— BEGIN Selected passage —

Do you all agree with Manning and Amare’s idea of ethical design?  If it is a good idea, what parts make it work better than Dragga and Voss, or, if it is not a good idea, why does their idea fail?

Kostelnick v. Tufte

Kostelnick has a lot to say about his visual rhetoric and design, and most of it does not align with Tufte.  The beginning of the article is hilarious to read because Kostelnick poses the question of who could ever challenge the precepts put forward by Tufte on visual design.  He, of course, then proceeds to do so.  One of the things I did like was that Kostelnick admits that sometimes charts can be boring.  He writes about Tufte’s “chart junk,” but Kostelnick says sometimes a visual designer will have to use such tricks to get the reader to be interested in the chart in the first place.  Then Kostelnick says something that I think is really brilliant.  He says that this gives the chart clarity from a pathos point of view.  Tufte would just condemn a chart with “chart junk” as being frivolous and a waste of time, but Kostelnick uses ethos, pathos, logos, and kairos to show how charts can appeal in different ways to different audiences.  I thought that part specifically was masterfully done.  I think Kostelnick’s right.  A chart can have “chart junk” but still be effective in its presentation.

For example...

— END Selected passage —
— BEGIN Excerpted records —

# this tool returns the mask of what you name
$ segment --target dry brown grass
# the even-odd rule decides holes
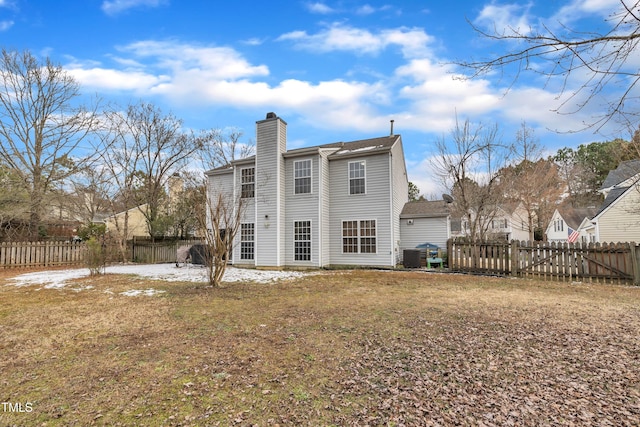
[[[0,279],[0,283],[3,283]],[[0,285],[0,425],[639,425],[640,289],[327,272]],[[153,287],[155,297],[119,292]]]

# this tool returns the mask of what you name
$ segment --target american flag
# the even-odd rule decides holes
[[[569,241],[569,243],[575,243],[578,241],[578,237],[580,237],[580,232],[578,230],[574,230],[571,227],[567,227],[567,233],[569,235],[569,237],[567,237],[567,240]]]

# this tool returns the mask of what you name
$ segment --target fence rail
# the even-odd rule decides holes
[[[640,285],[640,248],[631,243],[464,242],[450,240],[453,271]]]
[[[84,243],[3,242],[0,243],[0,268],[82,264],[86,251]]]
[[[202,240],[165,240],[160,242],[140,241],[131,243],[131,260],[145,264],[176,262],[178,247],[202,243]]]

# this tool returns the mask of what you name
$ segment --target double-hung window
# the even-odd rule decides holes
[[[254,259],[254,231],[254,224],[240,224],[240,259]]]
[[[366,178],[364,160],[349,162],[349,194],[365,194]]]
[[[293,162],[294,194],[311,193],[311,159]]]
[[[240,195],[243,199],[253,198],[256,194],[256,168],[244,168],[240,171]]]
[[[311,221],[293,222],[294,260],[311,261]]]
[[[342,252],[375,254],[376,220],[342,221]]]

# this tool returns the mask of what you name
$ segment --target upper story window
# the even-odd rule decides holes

— END Excerpted records —
— BEGIN Excerpted records —

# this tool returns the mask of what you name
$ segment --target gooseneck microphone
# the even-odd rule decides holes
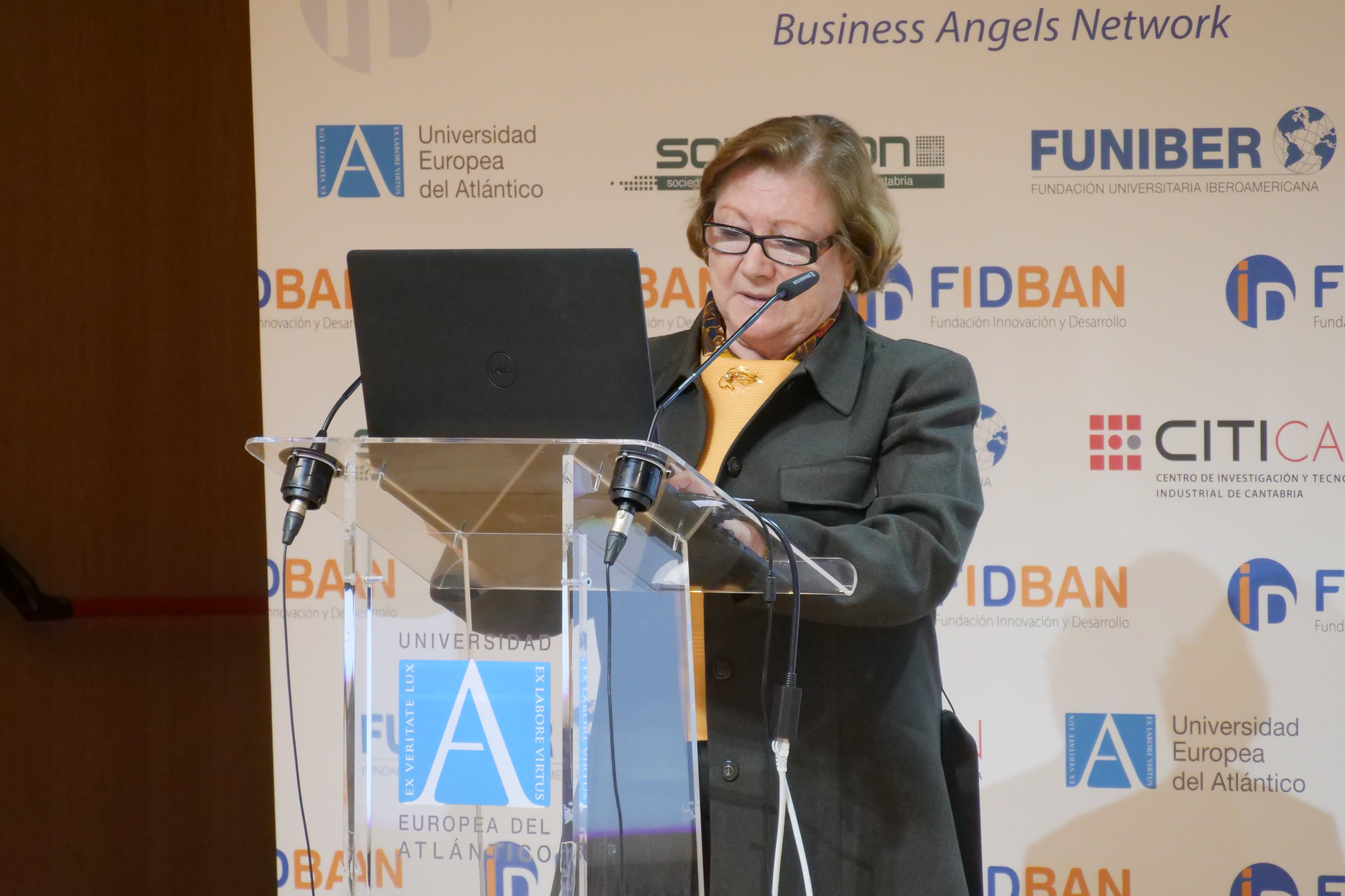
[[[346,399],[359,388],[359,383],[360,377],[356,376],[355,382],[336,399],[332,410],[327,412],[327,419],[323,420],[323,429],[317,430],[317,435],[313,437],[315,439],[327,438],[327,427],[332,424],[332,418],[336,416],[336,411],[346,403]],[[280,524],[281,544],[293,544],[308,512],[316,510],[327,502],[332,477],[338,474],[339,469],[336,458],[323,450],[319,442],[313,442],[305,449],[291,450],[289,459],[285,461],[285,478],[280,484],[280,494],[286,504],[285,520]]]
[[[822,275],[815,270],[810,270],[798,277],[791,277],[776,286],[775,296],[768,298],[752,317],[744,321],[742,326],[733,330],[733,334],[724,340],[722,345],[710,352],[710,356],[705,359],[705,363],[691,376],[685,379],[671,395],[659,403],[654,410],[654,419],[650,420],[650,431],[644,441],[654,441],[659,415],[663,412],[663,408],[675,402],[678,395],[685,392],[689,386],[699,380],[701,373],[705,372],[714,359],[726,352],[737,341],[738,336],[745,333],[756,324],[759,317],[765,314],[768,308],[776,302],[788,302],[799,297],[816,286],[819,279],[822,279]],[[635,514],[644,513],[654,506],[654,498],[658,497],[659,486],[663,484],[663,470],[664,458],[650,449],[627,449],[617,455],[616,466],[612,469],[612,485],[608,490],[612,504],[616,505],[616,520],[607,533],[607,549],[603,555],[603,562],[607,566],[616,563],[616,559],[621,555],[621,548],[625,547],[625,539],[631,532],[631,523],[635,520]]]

— END Excerpted records —

▸ **What is asked**:
**A.** In the passage on Kostelnick and Tufte, which four appeals does Kostelnick use to show how charts can reach different audiences?
**B.** Reproduce the part of the passage on Kostelnick and Tufte starting at "Do you all agree" and ending at "their idea fail?".

▸ **Solutions by task**:
**A.** Ethos, pathos, logos, and kairos.

**B.**
Do you all agree with Manning and Amare’s idea of ethical design?  If it is a good idea, what parts make it work better than Dragga and Voss, or, if it is not a good idea, why does their idea fail?